_Text block:_

Zara Nelsova: Grande Dame of the Cello
Selections: BOCCHERINI: Sonata for Cello and Piano in A Major; MARTINU: Sonata No. 2 for Cello and Piano; BEETHOVEN: Cello Sonata No. 3 in A Major, Op. 69; KABALEVSKY: Concerto No. 1 in G Minor, Op. 49; (Bonus Track:) CHOPIN: Largo from Cello Sonata in G Minor, Op. 65
With John Newmark, piano/ Grant Johannesen, piano (Chopin) Orchestre de Radio-Canada/Alexander Brott
Studio: VAI DVD 4370
Video: 4:3 full screen B&W and color
Audio PCM Mono
Length: 70 minutes
This elegantly modest DVD captures the art of Canadian master cellist Zara Nelsova (1920-2002) in repertory relatively rare in her catalogue of commercial performances, except for the Beethoven A Major Sonata (24 January 1962). The main menu includes concerts taped 1955-1962, while the bonus track with her husband, pianist Grant Johannesen, dates from 9 February 1972. A pupil of Herbert Walenn, Gregor Piatagorsky, Emanuel Feuermann, and Pablo Casals, Zelsova molded her own lean, athletic style, with an extremely fast vibrato. Her long association with composer Ernest Bloch led to some creative collaborations, in particular, his dedication of his three unaccompanied cello suites to her. She took American citizenship in 1955 and became the first American soloist to tour the Soviet Union in 1966.

_Data rows:_

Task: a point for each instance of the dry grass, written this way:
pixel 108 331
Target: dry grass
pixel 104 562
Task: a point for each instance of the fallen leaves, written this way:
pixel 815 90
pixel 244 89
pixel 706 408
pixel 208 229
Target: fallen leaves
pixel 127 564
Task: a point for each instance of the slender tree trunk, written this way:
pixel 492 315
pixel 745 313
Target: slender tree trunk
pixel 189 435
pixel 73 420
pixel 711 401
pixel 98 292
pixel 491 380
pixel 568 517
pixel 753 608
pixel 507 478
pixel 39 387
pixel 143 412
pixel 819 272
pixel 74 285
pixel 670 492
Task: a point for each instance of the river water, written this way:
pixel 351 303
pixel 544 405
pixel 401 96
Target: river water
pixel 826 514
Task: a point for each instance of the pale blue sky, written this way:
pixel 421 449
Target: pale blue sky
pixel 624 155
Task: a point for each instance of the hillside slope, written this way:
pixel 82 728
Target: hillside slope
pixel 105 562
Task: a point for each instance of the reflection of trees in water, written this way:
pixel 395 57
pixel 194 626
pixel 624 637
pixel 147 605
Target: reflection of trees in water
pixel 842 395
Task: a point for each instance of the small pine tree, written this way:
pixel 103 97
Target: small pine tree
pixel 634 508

* * *

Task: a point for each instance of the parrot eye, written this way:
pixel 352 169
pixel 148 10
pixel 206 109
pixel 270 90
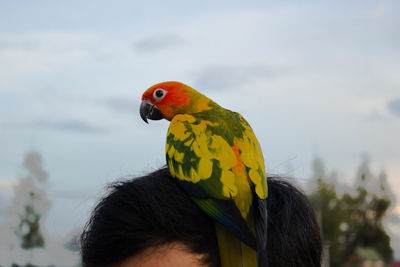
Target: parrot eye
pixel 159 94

_Description of the task:_ According to the Zara Nelsova DVD review, which composer dedicated his three unaccompanied cello suites to her?

_Result for this task:_ Ernest Bloch